Source data
• • • • •

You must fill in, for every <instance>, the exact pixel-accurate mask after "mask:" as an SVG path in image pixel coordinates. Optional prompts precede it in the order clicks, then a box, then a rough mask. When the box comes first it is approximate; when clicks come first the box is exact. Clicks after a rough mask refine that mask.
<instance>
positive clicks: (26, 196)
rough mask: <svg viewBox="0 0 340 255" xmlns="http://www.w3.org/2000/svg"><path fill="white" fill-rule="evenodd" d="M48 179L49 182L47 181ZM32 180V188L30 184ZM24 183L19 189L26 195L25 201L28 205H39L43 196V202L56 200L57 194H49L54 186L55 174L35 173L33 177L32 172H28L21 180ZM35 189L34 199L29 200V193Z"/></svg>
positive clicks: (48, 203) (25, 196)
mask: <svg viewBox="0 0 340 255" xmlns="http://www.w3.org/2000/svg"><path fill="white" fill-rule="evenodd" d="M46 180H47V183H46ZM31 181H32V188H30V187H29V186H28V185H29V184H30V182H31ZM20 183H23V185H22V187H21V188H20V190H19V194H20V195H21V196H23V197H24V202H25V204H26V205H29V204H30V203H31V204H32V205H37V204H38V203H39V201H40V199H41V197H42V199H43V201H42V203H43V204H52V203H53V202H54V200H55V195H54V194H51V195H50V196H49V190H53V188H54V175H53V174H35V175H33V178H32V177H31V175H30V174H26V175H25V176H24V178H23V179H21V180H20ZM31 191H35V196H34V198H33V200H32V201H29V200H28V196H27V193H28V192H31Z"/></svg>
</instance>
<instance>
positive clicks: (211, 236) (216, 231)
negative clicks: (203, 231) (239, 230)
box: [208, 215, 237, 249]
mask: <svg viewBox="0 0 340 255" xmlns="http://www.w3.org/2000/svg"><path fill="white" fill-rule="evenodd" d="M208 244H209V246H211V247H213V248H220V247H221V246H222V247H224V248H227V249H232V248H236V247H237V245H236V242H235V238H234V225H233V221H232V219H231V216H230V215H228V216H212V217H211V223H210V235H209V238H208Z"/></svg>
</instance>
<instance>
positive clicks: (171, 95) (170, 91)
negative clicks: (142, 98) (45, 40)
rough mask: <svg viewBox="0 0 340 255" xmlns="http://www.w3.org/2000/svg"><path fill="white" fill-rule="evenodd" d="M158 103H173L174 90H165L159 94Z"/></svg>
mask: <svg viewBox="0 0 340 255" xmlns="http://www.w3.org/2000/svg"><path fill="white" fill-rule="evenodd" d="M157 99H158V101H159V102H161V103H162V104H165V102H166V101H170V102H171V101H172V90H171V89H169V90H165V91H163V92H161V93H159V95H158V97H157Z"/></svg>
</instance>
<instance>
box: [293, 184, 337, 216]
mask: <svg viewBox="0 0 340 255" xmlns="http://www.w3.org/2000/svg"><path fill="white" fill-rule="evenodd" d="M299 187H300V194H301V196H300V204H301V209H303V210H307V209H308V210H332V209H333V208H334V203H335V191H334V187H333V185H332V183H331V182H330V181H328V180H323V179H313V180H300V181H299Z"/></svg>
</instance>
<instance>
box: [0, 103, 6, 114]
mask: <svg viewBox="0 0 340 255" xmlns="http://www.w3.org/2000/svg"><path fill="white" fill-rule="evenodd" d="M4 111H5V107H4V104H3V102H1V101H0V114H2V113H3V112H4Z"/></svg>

• • • • •

__REQUIRED WORK__. Filter the entries above down to the lines that contain the word "negative".

__THE COMPLETED TASK__.
negative clicks: (203, 231) (239, 230)
negative clicks: (142, 98) (45, 40)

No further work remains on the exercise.